Recorded information.
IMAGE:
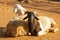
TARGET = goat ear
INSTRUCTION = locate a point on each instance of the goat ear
(26, 12)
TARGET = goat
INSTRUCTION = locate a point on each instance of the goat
(19, 9)
(47, 25)
(31, 22)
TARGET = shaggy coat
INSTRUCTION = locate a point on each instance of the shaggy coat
(31, 16)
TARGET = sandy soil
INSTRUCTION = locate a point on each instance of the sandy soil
(43, 9)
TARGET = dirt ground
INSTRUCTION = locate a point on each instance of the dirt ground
(43, 9)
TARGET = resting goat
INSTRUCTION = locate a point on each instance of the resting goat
(47, 25)
(19, 9)
(31, 22)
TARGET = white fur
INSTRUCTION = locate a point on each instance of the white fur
(19, 9)
(45, 25)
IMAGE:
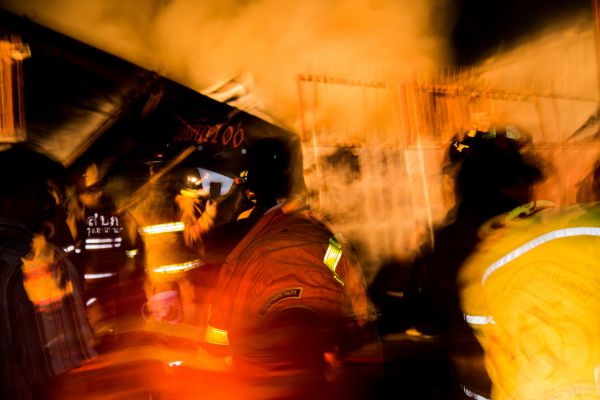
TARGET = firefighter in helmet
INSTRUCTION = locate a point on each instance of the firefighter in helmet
(105, 247)
(530, 294)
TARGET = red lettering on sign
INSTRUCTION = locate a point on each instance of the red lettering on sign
(201, 133)
(227, 136)
(238, 138)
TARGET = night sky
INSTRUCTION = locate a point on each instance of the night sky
(484, 27)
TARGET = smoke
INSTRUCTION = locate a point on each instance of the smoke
(202, 43)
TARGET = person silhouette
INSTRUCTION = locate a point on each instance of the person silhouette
(493, 172)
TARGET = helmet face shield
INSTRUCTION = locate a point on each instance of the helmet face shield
(207, 183)
(214, 183)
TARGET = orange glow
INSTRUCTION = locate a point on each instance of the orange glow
(40, 278)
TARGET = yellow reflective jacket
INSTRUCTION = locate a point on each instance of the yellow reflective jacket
(531, 292)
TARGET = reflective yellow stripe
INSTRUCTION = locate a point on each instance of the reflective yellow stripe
(131, 253)
(216, 336)
(333, 256)
(538, 241)
(175, 268)
(162, 228)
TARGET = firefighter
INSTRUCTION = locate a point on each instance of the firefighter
(290, 313)
(105, 244)
(492, 171)
(530, 294)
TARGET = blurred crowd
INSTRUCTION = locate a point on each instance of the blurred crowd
(208, 284)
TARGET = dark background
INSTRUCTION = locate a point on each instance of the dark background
(484, 27)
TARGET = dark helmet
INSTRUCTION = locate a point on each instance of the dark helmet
(493, 171)
(269, 169)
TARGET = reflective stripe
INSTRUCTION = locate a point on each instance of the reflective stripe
(558, 234)
(333, 256)
(91, 301)
(472, 394)
(216, 336)
(102, 246)
(99, 276)
(103, 240)
(102, 243)
(173, 268)
(162, 228)
(479, 319)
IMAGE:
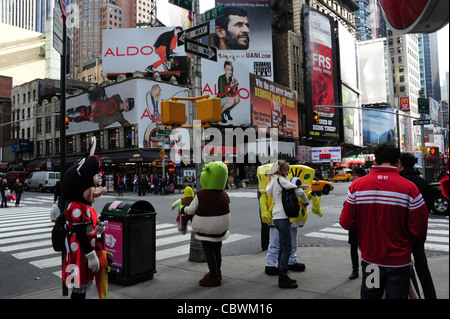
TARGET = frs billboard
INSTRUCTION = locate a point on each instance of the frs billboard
(273, 106)
(321, 82)
(128, 50)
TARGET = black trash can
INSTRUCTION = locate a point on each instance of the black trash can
(130, 235)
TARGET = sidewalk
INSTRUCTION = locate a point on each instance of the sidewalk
(326, 277)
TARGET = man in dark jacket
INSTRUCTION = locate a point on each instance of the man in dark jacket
(406, 168)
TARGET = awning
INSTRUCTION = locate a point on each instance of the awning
(137, 156)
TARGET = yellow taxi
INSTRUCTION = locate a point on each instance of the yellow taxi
(322, 186)
(342, 175)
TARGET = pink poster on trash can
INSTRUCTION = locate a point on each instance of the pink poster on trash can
(113, 242)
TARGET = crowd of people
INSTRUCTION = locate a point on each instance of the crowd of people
(144, 184)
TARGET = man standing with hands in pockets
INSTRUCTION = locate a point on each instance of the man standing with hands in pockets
(385, 209)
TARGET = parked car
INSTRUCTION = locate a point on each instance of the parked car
(42, 181)
(11, 176)
(440, 203)
(322, 186)
(342, 175)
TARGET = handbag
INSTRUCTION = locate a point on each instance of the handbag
(289, 201)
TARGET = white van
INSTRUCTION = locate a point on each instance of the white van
(42, 181)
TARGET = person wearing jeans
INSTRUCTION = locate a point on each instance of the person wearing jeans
(278, 179)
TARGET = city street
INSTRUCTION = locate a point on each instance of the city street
(29, 263)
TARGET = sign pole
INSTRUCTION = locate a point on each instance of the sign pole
(62, 130)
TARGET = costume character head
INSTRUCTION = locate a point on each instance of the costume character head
(188, 192)
(80, 180)
(306, 175)
(214, 176)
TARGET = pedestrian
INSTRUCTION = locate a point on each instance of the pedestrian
(17, 187)
(211, 221)
(352, 236)
(406, 168)
(57, 193)
(278, 179)
(4, 191)
(385, 209)
(135, 184)
(80, 262)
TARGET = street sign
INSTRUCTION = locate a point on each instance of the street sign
(57, 32)
(211, 14)
(421, 122)
(164, 132)
(194, 33)
(200, 49)
(185, 4)
(423, 105)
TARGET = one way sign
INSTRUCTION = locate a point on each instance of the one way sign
(194, 33)
(200, 49)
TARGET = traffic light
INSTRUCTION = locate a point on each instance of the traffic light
(316, 116)
(434, 150)
(209, 110)
(173, 112)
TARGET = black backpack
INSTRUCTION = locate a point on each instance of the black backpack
(59, 233)
(290, 201)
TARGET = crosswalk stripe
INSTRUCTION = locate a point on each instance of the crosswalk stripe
(26, 246)
(26, 235)
(25, 232)
(184, 250)
(24, 238)
(38, 225)
(433, 242)
(47, 263)
(29, 220)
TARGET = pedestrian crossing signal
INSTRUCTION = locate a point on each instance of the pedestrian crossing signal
(316, 116)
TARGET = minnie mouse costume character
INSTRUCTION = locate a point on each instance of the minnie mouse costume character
(80, 188)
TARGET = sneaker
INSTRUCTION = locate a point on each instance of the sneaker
(272, 271)
(353, 275)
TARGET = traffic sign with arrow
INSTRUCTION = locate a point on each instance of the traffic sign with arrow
(200, 49)
(194, 33)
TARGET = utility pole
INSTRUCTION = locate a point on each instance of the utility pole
(62, 119)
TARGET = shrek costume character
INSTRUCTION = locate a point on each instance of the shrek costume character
(298, 174)
(211, 218)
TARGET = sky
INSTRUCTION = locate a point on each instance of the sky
(443, 51)
(443, 39)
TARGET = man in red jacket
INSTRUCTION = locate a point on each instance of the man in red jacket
(386, 210)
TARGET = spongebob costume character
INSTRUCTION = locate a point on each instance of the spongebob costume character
(298, 174)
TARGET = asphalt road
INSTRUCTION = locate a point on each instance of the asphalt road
(28, 262)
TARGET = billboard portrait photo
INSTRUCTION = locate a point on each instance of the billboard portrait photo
(144, 49)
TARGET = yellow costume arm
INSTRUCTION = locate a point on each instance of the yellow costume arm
(266, 208)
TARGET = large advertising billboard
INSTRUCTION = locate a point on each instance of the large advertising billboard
(321, 79)
(243, 47)
(144, 49)
(379, 127)
(132, 103)
(273, 106)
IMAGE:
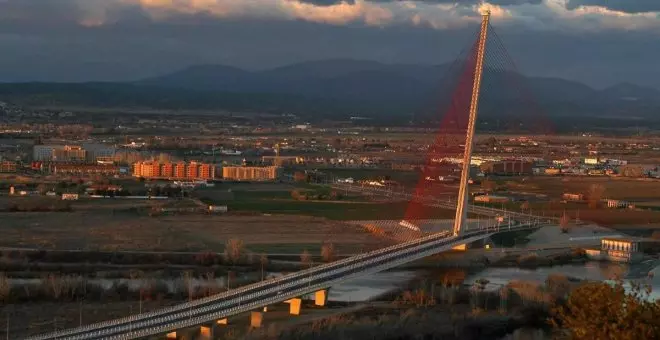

The problem. Find each line in the items above that contains the word "dirt" and copy it. Case counts.

Response.
TARGET = dirt ground
INSTRUCTION = locate a point on each instance of the dirt ground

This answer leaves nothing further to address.